▶ **Text excerpt**
....
Today on Blogcritics
Home » Culture and Society » The Fatal Conceit of Perpetual Prosperity: Will it Sell?

The Fatal Conceit of Perpetual Prosperity: Will it Sell?

Winston Churchill once said, “The biggest argument against democracy is a five-minute conversation with the average voter.” Today, the truth of that observation is being determined in democracies around the globe. In the U.S., with politicians sharply divided along partisan lines on how to solve our fiscal crisis, voters will decide on the path forward. Are they up to the task? Will they buy the perpetual prosperity pitch or insist on belt-tightening? With the chips down, will Americans both recognize and reject political absurdities or is Churchill right? Will they be as foolish as some of their currently elected officials?

The prospect of perpetual prosperity can be alluring. This enticement lies at the heart of Obamanomics, which promises endless entitlements for some through higher taxes on others. But, as the demand for entitlements increases through larger aging populations and expanding social services to many more, the price tag grows exponentially. This necessitates a bigger and bigger revenue pot or deeper and deeper annual deficits. Since most of Obama’s fellow democrats agree that deficits must be tamed, entitlements require a mushrooming revenue stream gushing into federal coffers.
....
Carry the essay on perpetual prosperity forward, picking up right after its final sentence about the revenue stream.

▶ **Data listing**
....
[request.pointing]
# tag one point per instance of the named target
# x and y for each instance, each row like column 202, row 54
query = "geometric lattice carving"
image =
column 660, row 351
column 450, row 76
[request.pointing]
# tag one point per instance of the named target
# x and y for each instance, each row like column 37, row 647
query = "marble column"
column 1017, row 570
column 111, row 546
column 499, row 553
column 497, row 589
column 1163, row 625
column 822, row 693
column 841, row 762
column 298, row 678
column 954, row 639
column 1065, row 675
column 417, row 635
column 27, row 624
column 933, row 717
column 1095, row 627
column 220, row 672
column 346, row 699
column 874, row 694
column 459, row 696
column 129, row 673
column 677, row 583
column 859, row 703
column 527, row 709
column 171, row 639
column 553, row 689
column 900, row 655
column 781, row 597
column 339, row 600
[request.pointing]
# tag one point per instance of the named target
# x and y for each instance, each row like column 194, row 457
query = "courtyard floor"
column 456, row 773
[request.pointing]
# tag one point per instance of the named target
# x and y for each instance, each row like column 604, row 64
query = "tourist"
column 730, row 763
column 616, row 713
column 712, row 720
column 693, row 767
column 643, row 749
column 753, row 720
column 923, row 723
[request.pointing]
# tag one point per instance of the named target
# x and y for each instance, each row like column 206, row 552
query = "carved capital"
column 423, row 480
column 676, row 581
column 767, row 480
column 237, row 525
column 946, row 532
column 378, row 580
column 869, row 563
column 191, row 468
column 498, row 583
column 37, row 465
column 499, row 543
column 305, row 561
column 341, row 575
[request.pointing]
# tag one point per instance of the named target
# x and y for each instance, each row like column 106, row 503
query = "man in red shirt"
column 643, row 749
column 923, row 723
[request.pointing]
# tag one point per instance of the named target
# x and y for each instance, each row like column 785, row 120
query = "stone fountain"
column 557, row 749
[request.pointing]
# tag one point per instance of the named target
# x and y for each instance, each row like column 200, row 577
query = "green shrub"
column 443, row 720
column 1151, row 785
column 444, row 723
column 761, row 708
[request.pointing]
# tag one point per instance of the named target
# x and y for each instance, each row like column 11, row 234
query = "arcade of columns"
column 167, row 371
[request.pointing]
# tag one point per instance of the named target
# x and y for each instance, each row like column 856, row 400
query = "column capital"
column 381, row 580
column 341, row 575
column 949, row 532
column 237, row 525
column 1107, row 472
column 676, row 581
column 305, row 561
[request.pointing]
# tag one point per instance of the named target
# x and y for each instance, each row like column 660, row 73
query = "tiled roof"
....
▶ **Answer to this task**
Under Obamanomics, the funding source is higher taxes on the rich, of course, but the sustainability of that model is not addressed. The continuing ability of those footing the bill to meet the growing demand for their money is simply assumed. These people are supposed to be a perpetual moneymaking machine with a need-to-achieve compulsion that assures ever more federal revenue.

A telling dichotomy underlies this belief. While abiding achievement is assumed in one part of the population, indelible dependence is assumed in the other, much larger, part. Viewed in microevolution terms, this change in a once-unified group marks the beginning of two subspecies: producers and consumers. Under predictable evolutionary progression, producers prosper, even if it means migrating to more accommodating locales, while consumers eventually go extinct.

The analogy could not be clearer. The indispensable core of Obamanomics is also its inevitable demise. Friedrich Heinemann, the Corporate Taxation and Public Finance Department Chair at the Centre for European Economic Research, defines the problem as a forced morality change.

In a study of the long-term impact of social norms on the welfare state, Heinemann concludes that increasing benefits and unemployment fatally destabilize the system. A generous welfare state creates a dependency in those who take from it, undermining the social norms indispensable to its survival. People become so used to feeding at the public trough, they will cheat to keep the benefits coming. Heinemann’s is not a politically correct study, but reality rarely is.

The reaction of the Greeks to their government’s austerity measures is also real and underscores Heinemann’s point. After decades of extravagant social spending, the Greeks have shot through dire straits and are dangling in midair over financial ruin. Keeping them from falling into the abyss is the refusal of European leaders to see their banks and their economies undone by unpaid Greek loans. But, the Eurozone’s rescue imposes “austerity” on the country, if living within its means can fairly be called austere.

And the Greeks don’t like it one bit. They burn. They loot. They riot. They vent their displeasure like spoiled children whose profligate parents are trying to change their ways. And yet, public support is critical to the success of reforms necessary to restore financial health. Whether it is ultimately given is anyone’s guess.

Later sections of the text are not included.